Prompt:
Look through the entries. Copy each line that has the word "shown".

Extracted data entries:
#####
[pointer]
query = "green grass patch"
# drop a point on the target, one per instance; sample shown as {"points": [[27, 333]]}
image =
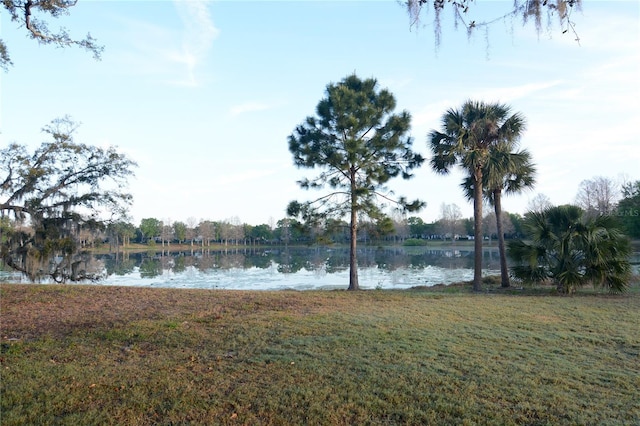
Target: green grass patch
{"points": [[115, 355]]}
#####
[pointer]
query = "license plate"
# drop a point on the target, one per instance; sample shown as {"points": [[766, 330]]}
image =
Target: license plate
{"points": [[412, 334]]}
#####
Output of the exercise:
# drop a point on the target, one per instance; sample shown as {"points": [[27, 333]]}
# drop a point on the target, one per instance; sample shown as {"points": [[766, 330]]}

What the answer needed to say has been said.